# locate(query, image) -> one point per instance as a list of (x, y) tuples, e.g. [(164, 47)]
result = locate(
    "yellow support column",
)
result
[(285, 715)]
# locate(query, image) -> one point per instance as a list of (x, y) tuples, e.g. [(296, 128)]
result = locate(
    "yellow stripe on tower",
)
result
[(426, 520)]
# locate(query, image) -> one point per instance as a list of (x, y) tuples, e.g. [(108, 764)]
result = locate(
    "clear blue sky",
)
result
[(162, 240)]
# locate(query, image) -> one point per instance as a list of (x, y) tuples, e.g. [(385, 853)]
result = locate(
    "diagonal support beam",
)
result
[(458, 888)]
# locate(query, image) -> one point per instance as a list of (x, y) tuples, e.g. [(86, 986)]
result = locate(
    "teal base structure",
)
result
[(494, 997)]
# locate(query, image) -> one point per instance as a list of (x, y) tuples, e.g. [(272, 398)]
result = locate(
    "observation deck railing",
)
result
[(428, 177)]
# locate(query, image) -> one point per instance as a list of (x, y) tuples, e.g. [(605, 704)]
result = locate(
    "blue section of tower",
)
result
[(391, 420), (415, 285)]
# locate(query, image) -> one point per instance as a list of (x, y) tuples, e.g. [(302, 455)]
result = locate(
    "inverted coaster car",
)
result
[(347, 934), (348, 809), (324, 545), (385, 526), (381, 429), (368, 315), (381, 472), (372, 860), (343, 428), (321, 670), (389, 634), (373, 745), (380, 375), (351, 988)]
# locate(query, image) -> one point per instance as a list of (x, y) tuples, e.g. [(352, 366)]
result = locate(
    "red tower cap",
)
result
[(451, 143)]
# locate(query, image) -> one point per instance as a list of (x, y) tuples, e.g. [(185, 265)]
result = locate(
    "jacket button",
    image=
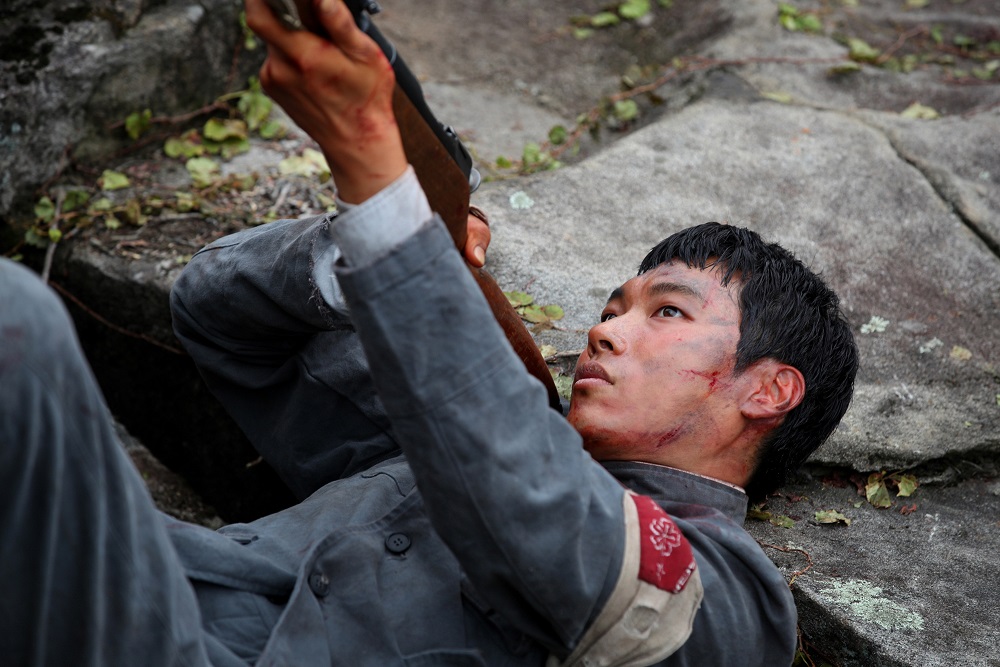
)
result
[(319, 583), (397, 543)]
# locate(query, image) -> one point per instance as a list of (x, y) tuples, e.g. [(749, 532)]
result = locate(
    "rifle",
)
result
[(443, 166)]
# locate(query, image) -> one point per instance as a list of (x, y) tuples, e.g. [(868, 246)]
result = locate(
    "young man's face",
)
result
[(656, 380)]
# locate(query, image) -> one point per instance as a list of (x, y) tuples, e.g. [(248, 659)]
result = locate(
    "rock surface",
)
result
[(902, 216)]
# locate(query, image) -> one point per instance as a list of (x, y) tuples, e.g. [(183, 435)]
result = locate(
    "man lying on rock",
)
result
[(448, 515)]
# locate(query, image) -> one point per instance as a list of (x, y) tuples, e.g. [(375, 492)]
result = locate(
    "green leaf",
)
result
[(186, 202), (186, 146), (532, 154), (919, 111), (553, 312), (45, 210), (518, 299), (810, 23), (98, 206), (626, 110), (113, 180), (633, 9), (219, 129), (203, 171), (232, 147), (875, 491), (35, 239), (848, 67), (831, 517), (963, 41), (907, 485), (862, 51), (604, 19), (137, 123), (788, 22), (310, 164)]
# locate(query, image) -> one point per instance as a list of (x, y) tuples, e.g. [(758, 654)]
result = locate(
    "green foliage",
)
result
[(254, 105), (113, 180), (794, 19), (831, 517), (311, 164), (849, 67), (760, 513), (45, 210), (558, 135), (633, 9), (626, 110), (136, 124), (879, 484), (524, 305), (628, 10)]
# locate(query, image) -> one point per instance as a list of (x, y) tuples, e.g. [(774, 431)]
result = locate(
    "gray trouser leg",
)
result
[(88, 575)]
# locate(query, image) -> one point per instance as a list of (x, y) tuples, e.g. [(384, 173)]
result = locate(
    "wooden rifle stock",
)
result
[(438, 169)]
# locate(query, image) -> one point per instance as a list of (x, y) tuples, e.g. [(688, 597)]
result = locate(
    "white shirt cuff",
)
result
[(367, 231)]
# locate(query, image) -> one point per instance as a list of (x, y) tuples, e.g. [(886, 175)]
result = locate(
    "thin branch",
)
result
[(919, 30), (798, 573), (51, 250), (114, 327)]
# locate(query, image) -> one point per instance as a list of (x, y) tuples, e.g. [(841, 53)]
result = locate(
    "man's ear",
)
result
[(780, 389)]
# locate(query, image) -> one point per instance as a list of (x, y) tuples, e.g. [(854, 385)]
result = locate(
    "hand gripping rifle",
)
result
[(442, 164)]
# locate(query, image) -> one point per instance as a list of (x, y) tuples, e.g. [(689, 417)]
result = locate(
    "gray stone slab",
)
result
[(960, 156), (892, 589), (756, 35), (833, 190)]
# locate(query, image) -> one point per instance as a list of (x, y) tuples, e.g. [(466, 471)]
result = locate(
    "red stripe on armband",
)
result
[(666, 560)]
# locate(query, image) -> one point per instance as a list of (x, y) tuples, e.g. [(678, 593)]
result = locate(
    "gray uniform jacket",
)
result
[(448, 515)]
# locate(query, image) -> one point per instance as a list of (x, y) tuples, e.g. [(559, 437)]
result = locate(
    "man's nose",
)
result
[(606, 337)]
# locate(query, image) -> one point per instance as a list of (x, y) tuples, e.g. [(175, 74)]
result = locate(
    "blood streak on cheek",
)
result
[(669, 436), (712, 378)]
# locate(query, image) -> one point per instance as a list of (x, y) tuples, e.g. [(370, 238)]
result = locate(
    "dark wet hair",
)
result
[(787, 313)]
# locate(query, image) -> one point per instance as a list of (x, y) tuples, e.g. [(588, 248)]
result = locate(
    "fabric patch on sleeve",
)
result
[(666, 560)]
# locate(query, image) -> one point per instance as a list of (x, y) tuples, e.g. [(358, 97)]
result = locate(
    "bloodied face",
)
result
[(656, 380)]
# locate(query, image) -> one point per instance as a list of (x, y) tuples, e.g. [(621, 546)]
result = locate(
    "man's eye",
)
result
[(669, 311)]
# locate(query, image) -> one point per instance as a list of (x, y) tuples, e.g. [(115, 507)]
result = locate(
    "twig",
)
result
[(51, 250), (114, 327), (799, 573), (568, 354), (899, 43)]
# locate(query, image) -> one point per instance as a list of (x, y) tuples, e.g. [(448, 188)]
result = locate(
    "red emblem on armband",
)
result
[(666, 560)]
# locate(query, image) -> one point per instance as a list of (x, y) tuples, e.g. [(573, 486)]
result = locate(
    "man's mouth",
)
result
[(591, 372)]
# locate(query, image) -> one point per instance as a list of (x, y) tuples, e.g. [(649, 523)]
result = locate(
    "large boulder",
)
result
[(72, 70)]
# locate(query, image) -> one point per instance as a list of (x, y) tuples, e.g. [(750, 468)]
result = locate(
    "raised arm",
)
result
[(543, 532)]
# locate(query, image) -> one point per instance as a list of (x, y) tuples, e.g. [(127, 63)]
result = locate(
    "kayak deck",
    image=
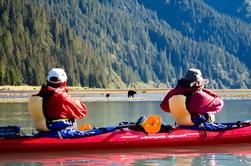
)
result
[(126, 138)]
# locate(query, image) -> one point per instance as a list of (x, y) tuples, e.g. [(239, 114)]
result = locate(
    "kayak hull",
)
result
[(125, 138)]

---

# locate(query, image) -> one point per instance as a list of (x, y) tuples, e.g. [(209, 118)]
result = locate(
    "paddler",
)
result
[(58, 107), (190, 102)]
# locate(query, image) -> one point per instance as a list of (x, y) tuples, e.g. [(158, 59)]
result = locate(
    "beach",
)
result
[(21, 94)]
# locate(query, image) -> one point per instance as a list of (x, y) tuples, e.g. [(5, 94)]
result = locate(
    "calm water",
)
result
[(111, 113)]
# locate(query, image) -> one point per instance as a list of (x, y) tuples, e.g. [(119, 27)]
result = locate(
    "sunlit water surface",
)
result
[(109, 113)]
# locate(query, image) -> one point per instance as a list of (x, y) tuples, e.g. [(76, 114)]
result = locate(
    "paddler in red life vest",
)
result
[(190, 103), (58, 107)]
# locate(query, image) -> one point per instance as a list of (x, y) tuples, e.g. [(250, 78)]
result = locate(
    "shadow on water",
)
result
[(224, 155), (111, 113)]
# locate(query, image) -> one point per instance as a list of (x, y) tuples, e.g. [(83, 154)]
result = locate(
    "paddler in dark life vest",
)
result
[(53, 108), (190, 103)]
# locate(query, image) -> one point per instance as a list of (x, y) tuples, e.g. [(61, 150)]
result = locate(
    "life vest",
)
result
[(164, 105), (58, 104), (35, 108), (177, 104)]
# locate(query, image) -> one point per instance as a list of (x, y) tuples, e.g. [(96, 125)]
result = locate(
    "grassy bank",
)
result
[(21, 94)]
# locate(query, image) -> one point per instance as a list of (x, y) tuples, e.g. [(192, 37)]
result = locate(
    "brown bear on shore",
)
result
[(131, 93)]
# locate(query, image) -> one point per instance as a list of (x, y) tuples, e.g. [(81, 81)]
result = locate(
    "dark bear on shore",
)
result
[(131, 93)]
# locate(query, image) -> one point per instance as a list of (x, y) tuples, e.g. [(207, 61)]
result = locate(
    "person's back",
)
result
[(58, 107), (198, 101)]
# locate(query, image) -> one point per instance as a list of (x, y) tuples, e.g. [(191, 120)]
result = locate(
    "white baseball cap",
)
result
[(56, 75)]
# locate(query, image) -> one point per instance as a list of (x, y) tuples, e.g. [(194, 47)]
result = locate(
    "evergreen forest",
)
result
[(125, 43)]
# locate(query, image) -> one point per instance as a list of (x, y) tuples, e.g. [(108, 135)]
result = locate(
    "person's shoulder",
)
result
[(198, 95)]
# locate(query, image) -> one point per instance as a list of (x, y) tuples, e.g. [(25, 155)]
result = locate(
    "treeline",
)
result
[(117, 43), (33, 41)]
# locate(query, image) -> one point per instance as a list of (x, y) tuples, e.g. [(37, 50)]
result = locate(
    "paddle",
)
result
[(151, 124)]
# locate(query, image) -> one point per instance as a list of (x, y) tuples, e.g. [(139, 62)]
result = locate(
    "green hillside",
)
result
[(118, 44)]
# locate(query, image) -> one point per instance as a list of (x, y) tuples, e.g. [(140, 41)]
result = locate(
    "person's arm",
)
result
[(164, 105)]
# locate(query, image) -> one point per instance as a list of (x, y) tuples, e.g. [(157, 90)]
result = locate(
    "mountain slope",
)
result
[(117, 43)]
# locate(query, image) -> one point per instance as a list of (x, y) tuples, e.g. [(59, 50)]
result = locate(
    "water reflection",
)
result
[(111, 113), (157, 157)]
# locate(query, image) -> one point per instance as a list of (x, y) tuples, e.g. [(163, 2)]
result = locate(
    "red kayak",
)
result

TASK GOAL:
Return, word for word, the lines of the listing between the one holding "e.g. [(758, 654)]" and the one holding "305), (628, 10)]", inclusive.

TASK ANSWER:
# locate(query, image) -> one point per instance as a list of (x, y) tuples, e.g. [(758, 654)]
result = locate(
    "green foliage",
)
result
[(254, 105), (113, 180), (794, 19), (831, 517), (311, 164), (849, 67), (760, 513), (45, 210), (558, 135), (633, 9), (626, 110), (136, 124), (879, 484), (524, 305), (628, 10)]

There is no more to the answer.